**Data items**
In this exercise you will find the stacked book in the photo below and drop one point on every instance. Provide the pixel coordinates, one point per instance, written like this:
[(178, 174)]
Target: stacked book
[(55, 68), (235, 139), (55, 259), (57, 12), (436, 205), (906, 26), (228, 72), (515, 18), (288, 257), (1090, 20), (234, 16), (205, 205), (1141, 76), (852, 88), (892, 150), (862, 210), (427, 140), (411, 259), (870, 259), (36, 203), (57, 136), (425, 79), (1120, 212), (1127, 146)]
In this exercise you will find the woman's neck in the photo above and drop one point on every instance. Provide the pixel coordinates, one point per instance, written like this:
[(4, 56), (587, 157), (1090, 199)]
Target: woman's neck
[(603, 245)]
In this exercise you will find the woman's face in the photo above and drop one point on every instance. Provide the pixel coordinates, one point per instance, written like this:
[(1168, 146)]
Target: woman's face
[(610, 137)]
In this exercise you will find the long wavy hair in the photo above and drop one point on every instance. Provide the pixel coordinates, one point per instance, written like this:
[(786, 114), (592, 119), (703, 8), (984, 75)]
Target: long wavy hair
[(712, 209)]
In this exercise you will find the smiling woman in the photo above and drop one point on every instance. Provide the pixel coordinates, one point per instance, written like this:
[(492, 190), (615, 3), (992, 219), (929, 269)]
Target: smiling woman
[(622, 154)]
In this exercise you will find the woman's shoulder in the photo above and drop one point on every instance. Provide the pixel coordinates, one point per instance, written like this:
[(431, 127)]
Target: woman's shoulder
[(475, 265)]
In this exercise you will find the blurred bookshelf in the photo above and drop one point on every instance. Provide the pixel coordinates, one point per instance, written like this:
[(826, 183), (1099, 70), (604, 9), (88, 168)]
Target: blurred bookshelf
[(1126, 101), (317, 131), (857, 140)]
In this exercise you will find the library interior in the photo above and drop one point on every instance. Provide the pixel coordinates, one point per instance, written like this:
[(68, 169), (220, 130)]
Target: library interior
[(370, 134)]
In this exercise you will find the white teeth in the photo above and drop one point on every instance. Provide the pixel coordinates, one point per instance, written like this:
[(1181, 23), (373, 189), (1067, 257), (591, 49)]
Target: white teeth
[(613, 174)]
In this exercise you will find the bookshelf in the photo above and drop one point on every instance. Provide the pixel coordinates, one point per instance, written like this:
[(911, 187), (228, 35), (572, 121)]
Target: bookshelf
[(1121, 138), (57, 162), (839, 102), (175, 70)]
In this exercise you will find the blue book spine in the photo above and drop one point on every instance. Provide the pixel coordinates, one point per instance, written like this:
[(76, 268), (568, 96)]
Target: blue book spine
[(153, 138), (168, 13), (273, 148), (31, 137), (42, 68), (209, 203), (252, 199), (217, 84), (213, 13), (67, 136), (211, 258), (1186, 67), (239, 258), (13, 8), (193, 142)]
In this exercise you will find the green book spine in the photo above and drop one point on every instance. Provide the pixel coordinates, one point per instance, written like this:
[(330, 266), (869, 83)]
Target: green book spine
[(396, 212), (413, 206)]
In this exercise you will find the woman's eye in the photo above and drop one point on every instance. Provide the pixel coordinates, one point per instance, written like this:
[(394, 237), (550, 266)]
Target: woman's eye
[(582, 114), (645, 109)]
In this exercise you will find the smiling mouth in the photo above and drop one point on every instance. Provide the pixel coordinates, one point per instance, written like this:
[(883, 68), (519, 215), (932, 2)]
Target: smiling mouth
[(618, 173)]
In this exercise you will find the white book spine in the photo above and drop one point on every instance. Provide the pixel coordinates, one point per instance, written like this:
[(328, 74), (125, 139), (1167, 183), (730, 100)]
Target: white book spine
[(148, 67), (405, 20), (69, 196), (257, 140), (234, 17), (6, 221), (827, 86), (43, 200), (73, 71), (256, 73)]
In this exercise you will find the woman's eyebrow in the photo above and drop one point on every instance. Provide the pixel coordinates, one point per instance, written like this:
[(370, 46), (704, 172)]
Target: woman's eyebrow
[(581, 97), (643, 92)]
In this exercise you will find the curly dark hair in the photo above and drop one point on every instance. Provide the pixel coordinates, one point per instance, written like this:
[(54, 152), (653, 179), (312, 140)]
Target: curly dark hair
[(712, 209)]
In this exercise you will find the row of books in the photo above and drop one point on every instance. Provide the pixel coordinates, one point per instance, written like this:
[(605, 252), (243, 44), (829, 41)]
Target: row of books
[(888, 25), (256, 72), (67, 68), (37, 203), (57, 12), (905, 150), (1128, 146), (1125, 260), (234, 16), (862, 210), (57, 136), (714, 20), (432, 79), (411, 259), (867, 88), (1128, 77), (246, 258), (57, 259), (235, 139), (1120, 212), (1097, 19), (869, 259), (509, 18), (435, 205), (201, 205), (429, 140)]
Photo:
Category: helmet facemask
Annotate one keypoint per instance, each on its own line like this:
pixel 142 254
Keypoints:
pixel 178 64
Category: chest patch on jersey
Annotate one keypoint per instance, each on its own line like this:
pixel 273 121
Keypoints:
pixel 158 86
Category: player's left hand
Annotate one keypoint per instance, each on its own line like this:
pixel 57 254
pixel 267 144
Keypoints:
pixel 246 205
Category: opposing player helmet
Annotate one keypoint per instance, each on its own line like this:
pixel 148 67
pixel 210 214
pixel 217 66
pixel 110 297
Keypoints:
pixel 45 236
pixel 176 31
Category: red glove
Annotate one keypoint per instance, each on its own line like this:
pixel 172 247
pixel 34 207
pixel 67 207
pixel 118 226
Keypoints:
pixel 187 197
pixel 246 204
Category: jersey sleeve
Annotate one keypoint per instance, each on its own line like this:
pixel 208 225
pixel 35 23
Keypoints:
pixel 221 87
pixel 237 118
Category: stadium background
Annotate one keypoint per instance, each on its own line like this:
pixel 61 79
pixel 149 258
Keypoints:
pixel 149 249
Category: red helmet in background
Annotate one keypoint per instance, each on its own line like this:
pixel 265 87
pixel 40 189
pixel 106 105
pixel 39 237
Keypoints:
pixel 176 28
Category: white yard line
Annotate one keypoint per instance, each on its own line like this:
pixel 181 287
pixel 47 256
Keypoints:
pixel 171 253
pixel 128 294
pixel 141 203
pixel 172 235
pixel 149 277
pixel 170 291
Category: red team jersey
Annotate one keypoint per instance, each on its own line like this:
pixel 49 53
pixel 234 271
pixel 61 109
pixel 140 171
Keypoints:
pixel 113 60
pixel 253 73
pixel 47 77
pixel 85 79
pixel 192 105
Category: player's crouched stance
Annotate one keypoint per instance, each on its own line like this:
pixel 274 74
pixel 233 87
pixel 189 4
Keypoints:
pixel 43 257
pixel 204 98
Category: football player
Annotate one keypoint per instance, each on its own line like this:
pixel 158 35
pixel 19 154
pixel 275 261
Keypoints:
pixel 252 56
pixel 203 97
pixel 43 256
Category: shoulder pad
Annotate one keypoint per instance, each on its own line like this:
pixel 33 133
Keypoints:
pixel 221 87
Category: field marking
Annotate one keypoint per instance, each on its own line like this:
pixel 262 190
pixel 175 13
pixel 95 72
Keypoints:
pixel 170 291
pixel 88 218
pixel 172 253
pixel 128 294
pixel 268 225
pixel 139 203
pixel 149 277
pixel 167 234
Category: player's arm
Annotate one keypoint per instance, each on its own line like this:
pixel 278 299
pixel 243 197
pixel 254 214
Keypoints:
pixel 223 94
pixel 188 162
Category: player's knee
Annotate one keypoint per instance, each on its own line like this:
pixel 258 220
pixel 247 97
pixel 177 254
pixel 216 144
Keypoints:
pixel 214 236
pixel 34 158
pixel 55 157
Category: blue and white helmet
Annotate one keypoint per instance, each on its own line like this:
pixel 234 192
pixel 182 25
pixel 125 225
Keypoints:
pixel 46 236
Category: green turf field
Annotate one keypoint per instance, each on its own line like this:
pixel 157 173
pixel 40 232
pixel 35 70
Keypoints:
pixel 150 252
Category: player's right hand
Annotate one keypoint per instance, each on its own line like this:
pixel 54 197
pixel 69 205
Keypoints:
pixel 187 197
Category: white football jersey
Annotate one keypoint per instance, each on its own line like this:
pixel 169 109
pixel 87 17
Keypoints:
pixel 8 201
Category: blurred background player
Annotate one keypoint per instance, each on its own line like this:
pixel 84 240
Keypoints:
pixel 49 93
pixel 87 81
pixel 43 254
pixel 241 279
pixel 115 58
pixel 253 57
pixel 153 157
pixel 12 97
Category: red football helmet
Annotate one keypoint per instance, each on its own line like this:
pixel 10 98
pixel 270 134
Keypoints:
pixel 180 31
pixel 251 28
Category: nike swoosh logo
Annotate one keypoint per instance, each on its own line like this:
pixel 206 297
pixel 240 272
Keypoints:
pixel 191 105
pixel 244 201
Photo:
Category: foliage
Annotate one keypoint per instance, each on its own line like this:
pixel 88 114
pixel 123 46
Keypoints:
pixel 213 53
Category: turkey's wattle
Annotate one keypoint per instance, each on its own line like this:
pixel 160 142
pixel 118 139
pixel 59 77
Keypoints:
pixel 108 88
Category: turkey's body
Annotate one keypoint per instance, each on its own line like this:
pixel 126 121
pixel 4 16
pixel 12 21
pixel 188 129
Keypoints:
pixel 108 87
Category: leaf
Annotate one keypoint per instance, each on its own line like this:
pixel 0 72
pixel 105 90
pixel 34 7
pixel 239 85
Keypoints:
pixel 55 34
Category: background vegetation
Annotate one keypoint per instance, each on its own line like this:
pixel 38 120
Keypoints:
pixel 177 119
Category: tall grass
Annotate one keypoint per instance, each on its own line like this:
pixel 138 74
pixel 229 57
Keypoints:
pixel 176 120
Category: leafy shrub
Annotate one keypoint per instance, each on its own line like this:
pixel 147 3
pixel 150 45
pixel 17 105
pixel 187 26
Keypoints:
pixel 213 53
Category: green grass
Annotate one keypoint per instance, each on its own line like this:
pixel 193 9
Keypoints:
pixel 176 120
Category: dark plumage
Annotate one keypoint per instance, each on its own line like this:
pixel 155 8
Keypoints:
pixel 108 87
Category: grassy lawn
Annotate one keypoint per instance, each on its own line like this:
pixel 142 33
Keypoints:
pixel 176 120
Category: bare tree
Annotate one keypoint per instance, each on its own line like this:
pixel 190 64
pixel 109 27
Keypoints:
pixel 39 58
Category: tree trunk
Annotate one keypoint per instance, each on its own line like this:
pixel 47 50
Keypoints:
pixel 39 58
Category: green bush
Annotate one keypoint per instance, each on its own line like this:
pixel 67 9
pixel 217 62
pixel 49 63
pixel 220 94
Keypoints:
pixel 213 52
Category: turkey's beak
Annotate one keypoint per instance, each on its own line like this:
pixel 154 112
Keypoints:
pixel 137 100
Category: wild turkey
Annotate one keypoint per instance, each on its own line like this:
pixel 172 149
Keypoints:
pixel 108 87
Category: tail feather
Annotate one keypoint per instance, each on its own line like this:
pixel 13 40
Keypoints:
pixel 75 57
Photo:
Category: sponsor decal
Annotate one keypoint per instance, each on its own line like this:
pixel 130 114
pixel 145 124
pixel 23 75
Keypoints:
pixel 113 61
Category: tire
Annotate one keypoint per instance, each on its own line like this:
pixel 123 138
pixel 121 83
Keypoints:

**TASK REQUIREMENTS**
Please output an exact copy of the lines above, from the opening line of the data down to the line that contains "In this exercise you will find the blurred".

**RESPONSE AREA**
In this exercise you will find the stacked book in the photo below and drop one point on every instance. Provide the pixel coordinates, one point per instance, written like this:
[(178, 174)]
Target: stacked book
[(55, 68), (235, 139), (55, 259), (57, 12), (436, 205), (906, 26), (228, 72), (515, 18), (288, 257), (1090, 20), (234, 16), (205, 205), (1141, 76), (852, 88), (892, 150), (862, 210), (427, 140), (411, 259), (870, 259), (36, 203), (57, 136), (425, 79), (1120, 212), (1127, 146)]
In this exercise you will find the woman's neck in the photo above and drop one point on every instance. Provide the pixel coordinates, one point per instance, written like this:
[(4, 56), (587, 157), (1090, 199)]
Target: woman's neck
[(603, 245)]
In this exercise you will find the woman's face in the photo above and drop one point on every instance. Provide the pixel coordinates, one point per instance, written like this:
[(1168, 146)]
Target: woman's face
[(610, 137)]
In this exercise you will find the long wavy hair in the photo above and drop one point on every instance. Provide the pixel coordinates, one point per instance, written like this:
[(786, 114), (592, 119), (703, 8), (984, 75)]
Target: long wavy hair
[(712, 209)]
In this exercise you will find the smiling woman in the photo above and drop one point on every instance. Provide the pixel coordinates, one point per instance, written like this:
[(492, 190), (615, 3), (992, 219), (929, 269)]
Target: smiling woman
[(622, 154)]
In this exercise you will find the woman's shoulder in the photo above and drop one point on every instance. Provide the pixel coordinates, one point per instance, written like this:
[(431, 127)]
Target: woman's shoulder
[(475, 265)]
In this exercise you will find the blurred bookshelf in the photo above and drop one point on every instance. Provide the pixel coordinates, one point per instance, written like this:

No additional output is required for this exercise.